>>>>>

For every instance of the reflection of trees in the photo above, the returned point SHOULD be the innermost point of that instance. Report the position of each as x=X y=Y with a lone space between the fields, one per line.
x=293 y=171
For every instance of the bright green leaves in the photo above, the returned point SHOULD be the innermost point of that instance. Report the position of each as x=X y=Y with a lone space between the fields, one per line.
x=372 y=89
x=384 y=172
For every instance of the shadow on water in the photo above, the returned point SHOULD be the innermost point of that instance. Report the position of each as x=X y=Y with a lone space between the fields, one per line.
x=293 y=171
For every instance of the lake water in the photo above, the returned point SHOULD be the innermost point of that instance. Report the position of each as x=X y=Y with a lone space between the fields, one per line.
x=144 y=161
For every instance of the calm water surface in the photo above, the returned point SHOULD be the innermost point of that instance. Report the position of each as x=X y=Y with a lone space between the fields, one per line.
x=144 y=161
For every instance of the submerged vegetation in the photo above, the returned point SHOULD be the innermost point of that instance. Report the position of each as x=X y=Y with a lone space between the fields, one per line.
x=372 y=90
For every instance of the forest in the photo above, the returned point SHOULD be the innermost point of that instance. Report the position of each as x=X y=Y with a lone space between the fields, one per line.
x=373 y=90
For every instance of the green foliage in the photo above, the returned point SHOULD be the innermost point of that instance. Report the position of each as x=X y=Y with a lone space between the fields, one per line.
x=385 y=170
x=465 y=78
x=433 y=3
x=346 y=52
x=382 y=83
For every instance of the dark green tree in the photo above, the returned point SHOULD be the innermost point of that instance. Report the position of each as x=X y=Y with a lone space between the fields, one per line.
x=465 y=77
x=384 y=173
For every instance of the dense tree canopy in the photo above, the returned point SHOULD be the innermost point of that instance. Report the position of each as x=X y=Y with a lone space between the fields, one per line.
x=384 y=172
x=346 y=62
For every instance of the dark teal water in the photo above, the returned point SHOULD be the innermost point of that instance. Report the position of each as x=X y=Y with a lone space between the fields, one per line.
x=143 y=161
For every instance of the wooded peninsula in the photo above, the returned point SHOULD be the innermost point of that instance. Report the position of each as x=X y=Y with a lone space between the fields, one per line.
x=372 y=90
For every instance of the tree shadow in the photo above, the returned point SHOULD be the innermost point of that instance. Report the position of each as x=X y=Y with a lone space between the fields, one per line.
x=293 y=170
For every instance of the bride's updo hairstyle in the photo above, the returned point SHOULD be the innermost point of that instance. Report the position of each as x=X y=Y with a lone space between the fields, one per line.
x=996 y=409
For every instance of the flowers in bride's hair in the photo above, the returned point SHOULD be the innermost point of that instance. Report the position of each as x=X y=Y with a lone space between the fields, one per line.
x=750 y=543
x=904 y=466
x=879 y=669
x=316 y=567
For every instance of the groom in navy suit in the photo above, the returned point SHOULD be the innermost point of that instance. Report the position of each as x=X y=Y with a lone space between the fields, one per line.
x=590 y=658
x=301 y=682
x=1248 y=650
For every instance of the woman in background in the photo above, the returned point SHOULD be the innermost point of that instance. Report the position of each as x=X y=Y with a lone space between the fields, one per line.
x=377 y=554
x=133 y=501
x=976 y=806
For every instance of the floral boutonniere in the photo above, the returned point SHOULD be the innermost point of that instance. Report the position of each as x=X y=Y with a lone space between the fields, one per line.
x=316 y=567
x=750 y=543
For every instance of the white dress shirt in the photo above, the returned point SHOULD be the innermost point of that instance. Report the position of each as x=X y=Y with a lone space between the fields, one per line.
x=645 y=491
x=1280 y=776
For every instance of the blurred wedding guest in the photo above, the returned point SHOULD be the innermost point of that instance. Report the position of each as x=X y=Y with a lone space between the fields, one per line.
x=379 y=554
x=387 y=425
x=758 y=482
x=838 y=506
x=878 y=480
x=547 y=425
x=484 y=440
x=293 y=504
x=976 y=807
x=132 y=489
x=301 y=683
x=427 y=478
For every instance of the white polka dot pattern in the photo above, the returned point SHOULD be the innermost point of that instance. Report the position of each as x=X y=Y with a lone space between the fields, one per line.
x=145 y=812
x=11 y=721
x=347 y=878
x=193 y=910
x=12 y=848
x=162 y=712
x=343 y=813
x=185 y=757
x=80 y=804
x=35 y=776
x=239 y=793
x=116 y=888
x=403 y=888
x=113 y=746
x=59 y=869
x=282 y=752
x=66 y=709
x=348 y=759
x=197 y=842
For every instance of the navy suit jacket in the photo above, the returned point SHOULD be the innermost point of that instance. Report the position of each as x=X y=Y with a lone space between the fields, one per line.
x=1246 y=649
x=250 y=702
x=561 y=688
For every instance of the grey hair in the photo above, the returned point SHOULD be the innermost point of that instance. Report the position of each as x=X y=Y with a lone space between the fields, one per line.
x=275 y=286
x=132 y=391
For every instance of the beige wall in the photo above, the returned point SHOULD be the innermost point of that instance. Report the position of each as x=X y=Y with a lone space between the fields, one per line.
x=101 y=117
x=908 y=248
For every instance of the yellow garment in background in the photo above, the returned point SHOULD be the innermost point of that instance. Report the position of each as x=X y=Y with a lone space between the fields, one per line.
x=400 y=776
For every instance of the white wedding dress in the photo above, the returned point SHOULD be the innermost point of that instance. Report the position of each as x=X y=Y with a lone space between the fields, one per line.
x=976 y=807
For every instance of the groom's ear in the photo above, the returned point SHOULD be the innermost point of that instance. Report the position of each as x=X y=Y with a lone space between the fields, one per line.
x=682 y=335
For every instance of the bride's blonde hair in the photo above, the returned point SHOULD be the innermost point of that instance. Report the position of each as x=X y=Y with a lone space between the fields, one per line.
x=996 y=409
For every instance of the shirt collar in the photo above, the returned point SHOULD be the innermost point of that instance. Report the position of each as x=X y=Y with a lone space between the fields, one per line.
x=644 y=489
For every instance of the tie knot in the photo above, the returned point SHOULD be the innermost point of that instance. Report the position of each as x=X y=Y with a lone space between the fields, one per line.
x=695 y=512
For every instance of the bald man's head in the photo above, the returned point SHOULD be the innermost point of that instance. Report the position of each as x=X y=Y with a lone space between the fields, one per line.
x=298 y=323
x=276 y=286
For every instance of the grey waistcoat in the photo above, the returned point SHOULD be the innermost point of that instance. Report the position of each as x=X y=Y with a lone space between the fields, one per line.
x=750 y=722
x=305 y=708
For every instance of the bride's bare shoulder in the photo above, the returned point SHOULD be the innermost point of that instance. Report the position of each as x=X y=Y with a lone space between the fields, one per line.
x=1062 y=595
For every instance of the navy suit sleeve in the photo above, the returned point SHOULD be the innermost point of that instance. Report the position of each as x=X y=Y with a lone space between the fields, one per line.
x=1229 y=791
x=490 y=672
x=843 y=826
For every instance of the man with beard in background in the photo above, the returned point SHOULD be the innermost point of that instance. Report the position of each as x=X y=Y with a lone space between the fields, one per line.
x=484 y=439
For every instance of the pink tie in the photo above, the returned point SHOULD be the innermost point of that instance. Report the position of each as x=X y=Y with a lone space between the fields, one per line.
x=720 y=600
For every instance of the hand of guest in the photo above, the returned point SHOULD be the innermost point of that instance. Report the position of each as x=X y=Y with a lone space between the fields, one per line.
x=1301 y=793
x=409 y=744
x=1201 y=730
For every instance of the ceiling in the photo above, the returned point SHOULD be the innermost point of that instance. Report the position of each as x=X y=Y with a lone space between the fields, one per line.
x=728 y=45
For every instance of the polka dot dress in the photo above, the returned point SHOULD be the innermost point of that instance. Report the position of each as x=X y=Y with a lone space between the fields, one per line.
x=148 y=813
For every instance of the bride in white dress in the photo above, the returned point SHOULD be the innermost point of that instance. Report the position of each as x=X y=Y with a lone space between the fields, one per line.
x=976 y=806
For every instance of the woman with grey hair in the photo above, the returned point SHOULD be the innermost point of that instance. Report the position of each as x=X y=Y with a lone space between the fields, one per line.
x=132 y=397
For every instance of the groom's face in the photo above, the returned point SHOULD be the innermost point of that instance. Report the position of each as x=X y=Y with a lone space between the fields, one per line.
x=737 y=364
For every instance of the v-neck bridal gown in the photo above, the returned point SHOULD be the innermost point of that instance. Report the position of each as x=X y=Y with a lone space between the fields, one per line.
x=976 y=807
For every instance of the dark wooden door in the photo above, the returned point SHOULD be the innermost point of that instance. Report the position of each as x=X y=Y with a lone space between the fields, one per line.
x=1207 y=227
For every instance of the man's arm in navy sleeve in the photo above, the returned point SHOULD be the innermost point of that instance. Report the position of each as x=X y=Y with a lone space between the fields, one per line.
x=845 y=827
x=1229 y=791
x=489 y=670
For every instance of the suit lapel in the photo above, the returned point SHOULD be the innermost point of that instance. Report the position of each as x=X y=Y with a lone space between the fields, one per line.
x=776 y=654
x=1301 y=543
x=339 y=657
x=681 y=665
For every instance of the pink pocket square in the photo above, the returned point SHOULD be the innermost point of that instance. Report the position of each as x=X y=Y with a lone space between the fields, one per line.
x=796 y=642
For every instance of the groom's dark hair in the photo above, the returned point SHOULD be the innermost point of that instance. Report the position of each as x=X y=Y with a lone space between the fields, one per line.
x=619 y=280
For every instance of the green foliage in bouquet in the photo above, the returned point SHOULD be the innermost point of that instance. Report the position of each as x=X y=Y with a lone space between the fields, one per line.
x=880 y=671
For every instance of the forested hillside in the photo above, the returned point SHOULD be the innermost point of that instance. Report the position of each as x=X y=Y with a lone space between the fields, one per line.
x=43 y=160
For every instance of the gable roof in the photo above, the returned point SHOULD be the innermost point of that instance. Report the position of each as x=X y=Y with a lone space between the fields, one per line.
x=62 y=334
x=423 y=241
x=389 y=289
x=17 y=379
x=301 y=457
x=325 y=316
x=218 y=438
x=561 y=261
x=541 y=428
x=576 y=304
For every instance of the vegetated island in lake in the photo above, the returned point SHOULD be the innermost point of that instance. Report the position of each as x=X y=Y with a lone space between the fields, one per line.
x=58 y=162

<<<<<

### Task requirements
Please render the records above as a numbered list, leaving out blank lines, covering only the stretch from the line that contains "For every instance of the bride's updo" through the line that contains "x=1248 y=650".

### Task solution
1. For every instance of the bride's updo hairstyle in the photo above, the returned point SHOULD be the innermost point of that instance. Report the position of each as x=X y=Y with a lone space between the fields, one per line.
2. x=996 y=409
3. For every instance of the flowers in bride's hair in the photo above, the returned point SHOULD be the innermost point of that instance. Report the position of each as x=X y=Y with a lone space between the fields, one per line.
4. x=750 y=543
5. x=904 y=466
6. x=879 y=669
7. x=316 y=567
8. For every instance of the groom in navy suit in the photo above, the returned point SHOULD be the innermost point of that instance. Report the position of each as x=X y=Y with a lone space between the fields, one per line.
9. x=590 y=658
10. x=301 y=682
11. x=1248 y=650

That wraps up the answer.